Text for analysis:
Bush Nominates EPA Chief to be Secretary of Health and Human Services

President George W. Bush has nominated former Utah governor and current EPA Administrator Michael O. Leavitt to become the Secretary of Health and Human Services.

When making the announcement, Bush noted that in the past year as EPA chief, Leavitt "has enforced high standards and a spirit of cooperation and with good common sense… He has managed the EPA with skill and with a focus on results. I've come to know Mike as a fine executive, and as a man of great compassion."

Calling Leavitt "an ideal choice to lead one of the largest departments of the United States government," Bush noted that Leavitt, like former DHHS Secretary Tommy Thompson and Bush himself, served as a governor. "The people of Utah elected Mike Leavitt to three terms, and during his administration, Utah was named one of the best-managed state governments in the country. Governor Leavitt was a leader in welfare reform, resource management and environmental stewardship. He improved child welfare services in the state, and made strides toward expanding access to health care for children. He made government services more accessible through the Internet, and he always insisted that the government remain accountable to the people it serves."

Leavitt said that over the past several days, he has had a chance to begin sorting through some of the papers that he accumulated over 11 years as governor and as EPA administrator.

"I found one letter that expresses what I'm feeling," said Leavitt. "It actually was a letter from a young father, a man I had met several years before. The letter was actually a report on his son. He had recently passed the 5-year the critical 5-year point on a lifesaving procedure that he had that was made possible by Medicaid. It was a letter of gratitude. As I read it, I felt a sense of gratitude. I felt a sense of gratitude for living in a country where the cares and the values of people matter, and where we care for their help."

Saying he was grateful for the privilege to be able to serve on the cabinet, Leavitt added, "I feel a real sense of understandable regret after having to leave the Environmental Protection Agency. It's an agency that's filled with dedicated people whom I have come to have great affection for and have a sense of shared importance and mission in protecting public health. The quality of health and the health condition of people in this nation is a commitment that is shared among both agencies, as is the connection between science and health."

No word yet on who Bush might nominate to replace Leavitt at EPA.

Work task A: In the article on Leavitt's nomination, what reason does Leavitt give for his regret at leaving the Environmental Protection Agency? Answer in one to three sentences.
Work task B: Rewrite the paragraph of the Leavitt nomination article that begins "Calling Leavitt" as a bulleted list, keeping its main facts.
Work task C:
Answer these questions from the Leavitt nomination article.
(i) How many terms did the people of Utah elect Leavitt to?
(ii) According to Bush, how long had Leavitt served as EPA chief?
(iii) What program made possible the lifesaving procedure described in the letter Leavitt found?

Supplied entries:
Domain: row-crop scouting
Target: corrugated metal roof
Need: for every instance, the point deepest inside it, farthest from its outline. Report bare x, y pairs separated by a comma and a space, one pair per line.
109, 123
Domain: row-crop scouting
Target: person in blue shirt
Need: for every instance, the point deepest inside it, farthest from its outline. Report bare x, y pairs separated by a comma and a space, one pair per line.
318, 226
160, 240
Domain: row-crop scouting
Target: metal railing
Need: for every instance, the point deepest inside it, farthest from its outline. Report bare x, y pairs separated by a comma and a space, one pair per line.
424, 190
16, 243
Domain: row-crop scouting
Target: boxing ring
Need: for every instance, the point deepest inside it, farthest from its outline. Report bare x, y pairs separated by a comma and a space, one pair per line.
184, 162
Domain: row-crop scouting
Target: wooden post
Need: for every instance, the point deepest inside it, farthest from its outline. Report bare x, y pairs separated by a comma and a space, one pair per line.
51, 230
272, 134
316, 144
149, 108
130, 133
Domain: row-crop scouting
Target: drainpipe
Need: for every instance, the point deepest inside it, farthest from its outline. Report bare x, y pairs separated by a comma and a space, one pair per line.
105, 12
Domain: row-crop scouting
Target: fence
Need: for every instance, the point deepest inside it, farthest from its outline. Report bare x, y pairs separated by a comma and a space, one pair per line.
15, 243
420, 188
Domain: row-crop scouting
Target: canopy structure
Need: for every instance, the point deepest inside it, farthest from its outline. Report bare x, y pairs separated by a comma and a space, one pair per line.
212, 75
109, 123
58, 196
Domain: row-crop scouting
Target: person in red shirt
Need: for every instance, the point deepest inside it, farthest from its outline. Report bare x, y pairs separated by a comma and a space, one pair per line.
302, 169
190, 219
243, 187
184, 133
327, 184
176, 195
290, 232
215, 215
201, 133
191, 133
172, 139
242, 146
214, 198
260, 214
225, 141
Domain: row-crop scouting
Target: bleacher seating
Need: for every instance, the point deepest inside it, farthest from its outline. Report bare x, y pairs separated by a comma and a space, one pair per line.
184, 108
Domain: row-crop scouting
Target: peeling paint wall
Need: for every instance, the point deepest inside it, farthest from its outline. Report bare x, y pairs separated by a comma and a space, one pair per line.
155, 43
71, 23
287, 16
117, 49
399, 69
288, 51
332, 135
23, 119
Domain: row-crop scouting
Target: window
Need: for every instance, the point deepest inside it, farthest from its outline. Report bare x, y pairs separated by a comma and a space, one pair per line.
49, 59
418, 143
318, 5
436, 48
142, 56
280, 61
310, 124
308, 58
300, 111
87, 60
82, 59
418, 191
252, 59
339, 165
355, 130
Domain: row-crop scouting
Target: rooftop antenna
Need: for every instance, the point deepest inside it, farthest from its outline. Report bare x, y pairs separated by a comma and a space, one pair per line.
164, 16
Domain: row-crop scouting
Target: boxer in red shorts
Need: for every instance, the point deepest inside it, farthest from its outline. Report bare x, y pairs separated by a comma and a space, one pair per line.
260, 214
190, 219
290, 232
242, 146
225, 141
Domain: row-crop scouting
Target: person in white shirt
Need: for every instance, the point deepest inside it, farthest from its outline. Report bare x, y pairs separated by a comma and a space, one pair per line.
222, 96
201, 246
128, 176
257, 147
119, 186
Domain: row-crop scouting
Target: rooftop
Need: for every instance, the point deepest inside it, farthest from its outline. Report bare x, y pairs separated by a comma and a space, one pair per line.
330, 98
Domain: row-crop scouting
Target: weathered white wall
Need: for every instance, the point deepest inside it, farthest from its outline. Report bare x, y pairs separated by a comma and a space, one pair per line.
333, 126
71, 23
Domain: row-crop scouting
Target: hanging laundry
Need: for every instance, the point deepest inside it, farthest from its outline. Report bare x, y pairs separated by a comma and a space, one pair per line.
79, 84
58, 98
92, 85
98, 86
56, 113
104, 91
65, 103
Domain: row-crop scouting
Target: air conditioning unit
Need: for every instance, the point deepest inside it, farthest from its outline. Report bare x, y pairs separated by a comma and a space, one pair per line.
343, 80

Task response A: Leavitt says the agency is filled with dedicated people whom he has come to have great affection for. He also says he shares with them a sense of importance and mission in protecting public health.

Task response B:
- Bush called Leavitt "an ideal choice to lead one of the largest departments of the United States government."
- Like former DHHS Secretary Tommy Thompson and Bush himself, Leavitt served as a governor.
- Utah voters elected him to three terms, and during his administration Utah was named one of the best-managed state governments in the country.
- He was a leader in welfare reform, resource management and environmental stewardship.
- He improved child welfare services and made strides toward expanding children's access to health care.
- He made government services more accessible through the Internet.
- He insisted that government remain accountable to the people it serves.

Task response C:
(i) Three terms.
(ii) The past year.
(iii) Medicaid.